TO DO
Take the records underneath and set them down exactly.

[START OF WORKING DATA]

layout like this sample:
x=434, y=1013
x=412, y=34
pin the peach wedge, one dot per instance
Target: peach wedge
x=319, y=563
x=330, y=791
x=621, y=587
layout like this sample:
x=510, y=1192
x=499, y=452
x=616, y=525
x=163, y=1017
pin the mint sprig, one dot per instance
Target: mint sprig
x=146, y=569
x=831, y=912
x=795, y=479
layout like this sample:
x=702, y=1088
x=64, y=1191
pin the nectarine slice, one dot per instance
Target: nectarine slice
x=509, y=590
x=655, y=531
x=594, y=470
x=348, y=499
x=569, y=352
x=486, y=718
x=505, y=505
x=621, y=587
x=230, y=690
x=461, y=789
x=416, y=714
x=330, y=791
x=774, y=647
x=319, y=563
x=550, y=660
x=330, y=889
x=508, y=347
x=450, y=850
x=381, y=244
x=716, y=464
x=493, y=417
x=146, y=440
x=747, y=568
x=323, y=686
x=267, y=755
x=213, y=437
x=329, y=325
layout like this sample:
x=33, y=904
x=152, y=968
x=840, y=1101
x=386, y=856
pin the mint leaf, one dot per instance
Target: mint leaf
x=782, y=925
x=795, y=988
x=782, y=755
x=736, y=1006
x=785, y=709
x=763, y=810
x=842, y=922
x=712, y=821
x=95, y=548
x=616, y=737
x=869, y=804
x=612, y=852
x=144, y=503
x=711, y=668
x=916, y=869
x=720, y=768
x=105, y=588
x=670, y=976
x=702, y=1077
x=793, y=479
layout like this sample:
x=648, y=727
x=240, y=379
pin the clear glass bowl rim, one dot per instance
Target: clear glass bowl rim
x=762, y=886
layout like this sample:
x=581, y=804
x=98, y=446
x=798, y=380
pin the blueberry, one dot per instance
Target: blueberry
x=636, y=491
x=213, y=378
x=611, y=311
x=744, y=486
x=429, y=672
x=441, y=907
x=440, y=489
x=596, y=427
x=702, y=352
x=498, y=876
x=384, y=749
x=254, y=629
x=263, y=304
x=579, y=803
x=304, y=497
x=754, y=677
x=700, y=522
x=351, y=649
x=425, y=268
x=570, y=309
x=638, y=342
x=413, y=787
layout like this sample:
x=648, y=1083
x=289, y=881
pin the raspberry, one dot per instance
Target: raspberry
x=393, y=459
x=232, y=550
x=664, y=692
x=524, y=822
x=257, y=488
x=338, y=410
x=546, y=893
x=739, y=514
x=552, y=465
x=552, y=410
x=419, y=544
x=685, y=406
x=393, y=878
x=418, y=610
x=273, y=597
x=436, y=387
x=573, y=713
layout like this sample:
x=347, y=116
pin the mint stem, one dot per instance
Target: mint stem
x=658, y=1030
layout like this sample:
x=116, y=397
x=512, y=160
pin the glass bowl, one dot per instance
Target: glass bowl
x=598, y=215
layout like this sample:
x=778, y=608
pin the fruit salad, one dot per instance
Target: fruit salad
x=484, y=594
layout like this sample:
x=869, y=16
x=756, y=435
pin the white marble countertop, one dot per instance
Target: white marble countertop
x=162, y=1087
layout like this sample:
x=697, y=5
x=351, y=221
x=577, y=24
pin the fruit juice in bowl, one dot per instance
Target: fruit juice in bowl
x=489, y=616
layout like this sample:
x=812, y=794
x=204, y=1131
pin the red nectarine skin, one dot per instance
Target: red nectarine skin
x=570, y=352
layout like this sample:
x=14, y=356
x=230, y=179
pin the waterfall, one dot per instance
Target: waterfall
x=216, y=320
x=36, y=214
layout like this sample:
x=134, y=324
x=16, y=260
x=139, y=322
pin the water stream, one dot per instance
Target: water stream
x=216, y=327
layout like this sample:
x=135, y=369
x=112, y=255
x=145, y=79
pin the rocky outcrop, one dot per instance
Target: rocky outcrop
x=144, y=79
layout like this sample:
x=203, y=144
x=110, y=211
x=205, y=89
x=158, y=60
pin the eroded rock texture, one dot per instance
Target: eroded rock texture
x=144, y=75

[END OF WORKING DATA]

EXERCISE RESULT
layout like this sample:
x=434, y=1013
x=412, y=34
pin the peach wedge, one dot per instance
Target: peach wedge
x=319, y=563
x=330, y=791
x=621, y=587
layout like this sample:
x=510, y=1192
x=499, y=452
x=616, y=525
x=163, y=1017
pin the mint sprig, one dot per instance
Target: mint sprig
x=146, y=569
x=831, y=912
x=795, y=479
layout like this sample:
x=702, y=1088
x=64, y=1191
pin the nectarine slice, one dot per instance
Target: nectarine slice
x=509, y=590
x=655, y=531
x=594, y=470
x=348, y=499
x=569, y=352
x=486, y=718
x=505, y=505
x=621, y=587
x=230, y=690
x=461, y=789
x=416, y=714
x=330, y=791
x=774, y=647
x=319, y=563
x=550, y=660
x=330, y=889
x=508, y=347
x=450, y=850
x=381, y=244
x=716, y=464
x=493, y=417
x=146, y=440
x=747, y=568
x=323, y=686
x=267, y=755
x=213, y=437
x=329, y=325
layout like this sample:
x=33, y=904
x=152, y=968
x=840, y=1101
x=386, y=856
pin the mint leaf, one dot per instance
Target: mint leaf
x=782, y=925
x=795, y=988
x=782, y=755
x=736, y=1006
x=785, y=709
x=763, y=810
x=842, y=922
x=712, y=821
x=95, y=548
x=616, y=737
x=869, y=804
x=612, y=852
x=144, y=503
x=711, y=668
x=916, y=869
x=720, y=768
x=105, y=588
x=670, y=976
x=702, y=1077
x=793, y=479
layout like this sample:
x=648, y=727
x=240, y=379
pin the clear glass bowl rim, one dot per instance
Target: clear glass bowl rim
x=762, y=886
layout like this sample:
x=581, y=804
x=98, y=446
x=798, y=380
pin the blueberry, one dot per instance
Target: blueberry
x=636, y=491
x=213, y=378
x=611, y=311
x=744, y=486
x=429, y=672
x=441, y=907
x=440, y=489
x=596, y=427
x=702, y=352
x=498, y=876
x=384, y=749
x=254, y=629
x=263, y=304
x=579, y=803
x=304, y=497
x=754, y=677
x=700, y=522
x=351, y=649
x=425, y=268
x=570, y=309
x=638, y=342
x=413, y=787
layout like this sample:
x=648, y=1083
x=289, y=881
pin the raspberry, one dot per instance
Target: raspberry
x=393, y=459
x=232, y=550
x=664, y=692
x=524, y=822
x=257, y=488
x=338, y=410
x=546, y=893
x=739, y=514
x=552, y=465
x=552, y=410
x=419, y=544
x=685, y=406
x=393, y=878
x=418, y=610
x=273, y=597
x=436, y=387
x=573, y=713
layout like this sample:
x=347, y=116
pin the mint stem, one dot per instance
Target: mint stem
x=658, y=1030
layout like this sample:
x=116, y=397
x=512, y=160
pin the glass bowl, one dot per instance
Target: glass bowl
x=598, y=215
layout like this sample:
x=778, y=608
pin the fruit salad, one dot per instance
Target: fruit salad
x=484, y=594
layout like this sample:
x=869, y=16
x=756, y=435
pin the white marble countertop, one dot per instance
Target: white marble countertop
x=162, y=1087
layout like this sample:
x=697, y=5
x=351, y=221
x=577, y=24
pin the fruit juice in bowl, one dot per instance
Target: fruit juice in bowl
x=489, y=616
layout like this sample:
x=812, y=794
x=204, y=1131
pin the red nectarine skin, one dot per instance
Target: red nectarine skin
x=570, y=352
layout like this sample:
x=14, y=356
x=230, y=179
pin the waterfall, one dot per instance
Target: waterfall
x=216, y=320
x=36, y=214
layout like this sample:
x=134, y=324
x=16, y=260
x=139, y=322
pin the water stream, one dot per instance
Target: water stream
x=216, y=327
layout like this sample:
x=135, y=369
x=112, y=255
x=145, y=79
pin the rocky outcrop, one dot per instance
Target: rocky outcrop
x=144, y=79
layout like this sample:
x=203, y=144
x=110, y=211
x=205, y=89
x=158, y=60
pin the eroded rock texture, one dot per instance
Target: eroded rock texture
x=144, y=75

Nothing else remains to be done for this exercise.